TEXT SECTION:
□ □ □ □ □ □ □

This invention relates generally to archery bows and more specifically to archery bows having vibration dampers.

Archery bows are generally known in the art. Archery bows generate vibrations when shooting an arrow, and vibration dampers have been used in bows, for example as described in U.S. Pat. No. 6,382,201. A vibration damper will tend to increase the weight of a bow, so there is a trade-off between increased weight and decreased vibration and fatigue on a shooter. The vibration dampers on a bow handle tend to be aligned with the grip, such that the grip is vertically aligned with the vibration dampers.

Archery stabilizers are also known in the art, for example as shown in U.S. Pat. No. 5,273,022. Archery stabilizers are typically an accessory that can be attached to a bow riser. A stabilizer will increase the weight of the bow, so there is a trade-off between increased weight and additional stability.

There remains a need for novel archery bow designs that provide improvements in performance over known structures.

All US patents and applications and all other published documents mentioned anywhere in this application are incorporated herein by reference in their entireties.

Without limiting the scope of the invention a brief summary of some of the claimed embodiments of the invention is set forth below. Additional details of the summarized embodiments of the invention and/or additional embodiments of the invention may be found in the Detailed Description of the Invention below.

A brief abstract of the technical disclosure in the specification is provided as well only for the purposes of complying with 37 C.F.R. 1.72. The abstract is not intended to be used for interpreting the scope of the claims.

In some embodiments, an archery bow comprises a riser comprising a grip location and a vibration damper comprising a resilient member and a weight. A first limb is supported by the riser and attached by a first limb fastener, which engages a first threaded cavity. A second limb is supported by the riser and attached by a second limb fastener, which engages a second threaded cavity. A reference line extends through the first threaded cavity and the second threaded cavity. The grip location and the vibration damper are located on opposite sides of the reference line.

In some embodiments, an archery bow comprises a riser comprising a grip location and a vibration damper comprising a resilient member and a weight. The grip location defines a pivot axis. A first limb is supported by the riser and attached by a first limb fastener. A second limb is supported by the riser and attached by a second limb fastener. A reference line oriented parallel to the pivot axis intersects the vibration damper and the first limb fastener

In some embodiments, an archery bow comprises a riser comprising a grip location and a cavity. A first limb is supported by the riser and attached by a first limb fastener. A second limb is supported by the riser and attached by a second limb fastener. A bowstring extends between the limbs. A vibration damper is located in the cavity, the vibration damper comprising a resilient member and a weight. A first distance from the bowstring to the first limb fastener is less than a second distance from the bowstring to the vibration damper.

□ □ □ □ □ □ □

PROBLEM 1:
Please gather every row below that contains the string "Query", matching case exactly.

AVAILABLE RECORDS:
□ □ □ □ □ □ □

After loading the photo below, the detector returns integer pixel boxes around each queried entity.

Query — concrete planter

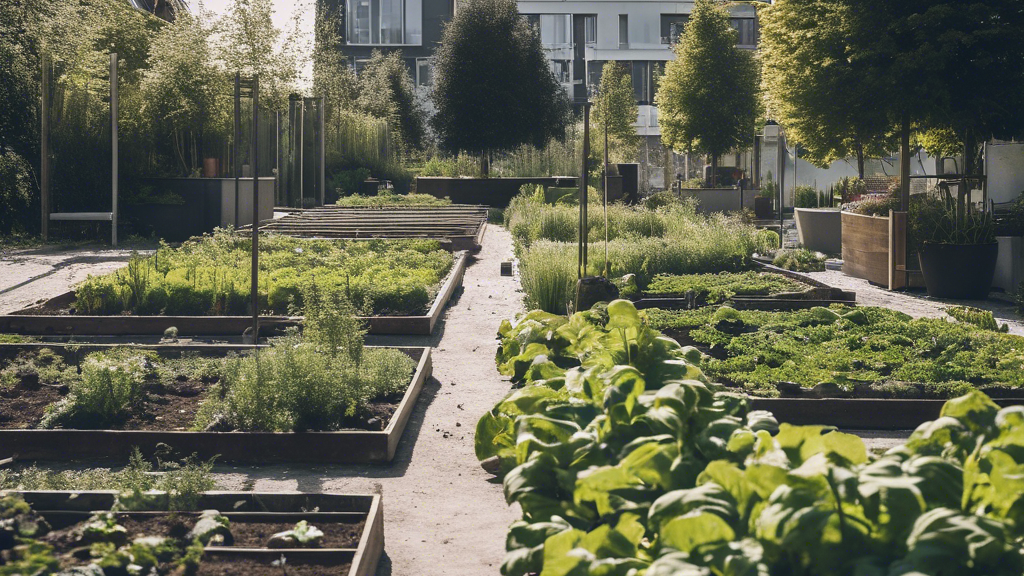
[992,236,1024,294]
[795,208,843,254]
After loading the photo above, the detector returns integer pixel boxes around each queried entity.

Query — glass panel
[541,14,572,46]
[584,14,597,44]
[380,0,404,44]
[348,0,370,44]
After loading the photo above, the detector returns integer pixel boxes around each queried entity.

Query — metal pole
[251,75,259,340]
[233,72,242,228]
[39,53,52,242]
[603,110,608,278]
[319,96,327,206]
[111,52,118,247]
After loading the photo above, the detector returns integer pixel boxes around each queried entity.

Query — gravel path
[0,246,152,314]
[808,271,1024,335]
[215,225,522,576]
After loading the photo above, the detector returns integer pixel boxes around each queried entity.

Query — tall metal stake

□ □ □ □ □ □ □

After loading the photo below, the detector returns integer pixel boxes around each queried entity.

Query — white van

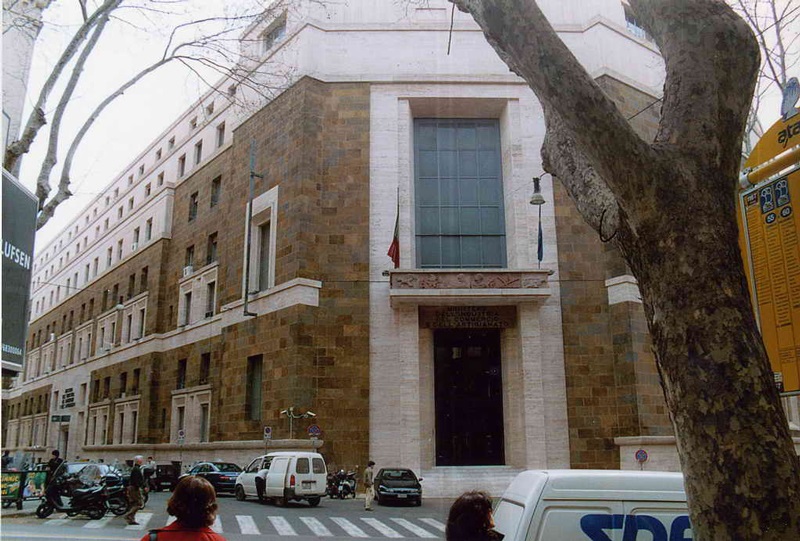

□ □ □ □ □ □ □

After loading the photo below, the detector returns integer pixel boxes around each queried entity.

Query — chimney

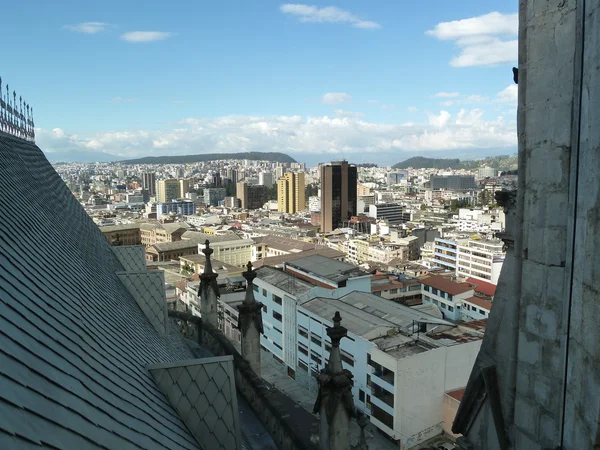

□ □ □ □ □ □ □

PROBLEM 2:
Write the next part of the archery bow text above, starting after its final sentence.

TASK OUTPUT 1:
Query — concrete planter
Query — glass panel
Query — metal pole
Query — gravel path
Query — tall metal stake
Query — white van
Query — chimney

TASK OUTPUT 2:
In some embodiments, a riser comprises a housing defining a cavity for a vibration damper, and an outer surface of the housing comprises the distalmost structure of the riser.

In some embodiments, a riser comprises a housing defining a cavity for a vibration damper, and the riser defines an axis. An outer surface of the housing comprises the distalmost structure as measured perpendicular to the axis.

In some embodiments, an archery bow comprises a vibration damper comprising a resilient member and a suspended weight. The weight is asymmetrical and comprises a first side having a greater mass than a second side. In some embodiments, the first and second sides of an asymmetrical weight are located on opposite sides of a bowstring plane defined by the bow.

These and other embodiments which characterize the invention are pointed out with particularity in the claims annexed hereto and forming a part hereof. However, for a better understanding of the invention, its advantages and objectives obtained by its use, reference can be made to the drawings which form a further part hereof and the accompanying descriptive matter, in which there are illustrated and described various embodiments of the invention.

While this invention may be embodied in many different forms, there are described in detail herein specific embodiments of the invention. This description is an exemplification of the principles of the invention and is not intended to limit the invention to the particular embodiments illustrated.

For the purposes of this disclosure, like reference numerals in the figures shall refer to like features unless otherwise indicated.

show different views of an embodiment of an archery bow. In some embodiments, a bowcomprises a riser, a grip, a first limband a second limb. Desirably, a bowstringextends between the limbs,.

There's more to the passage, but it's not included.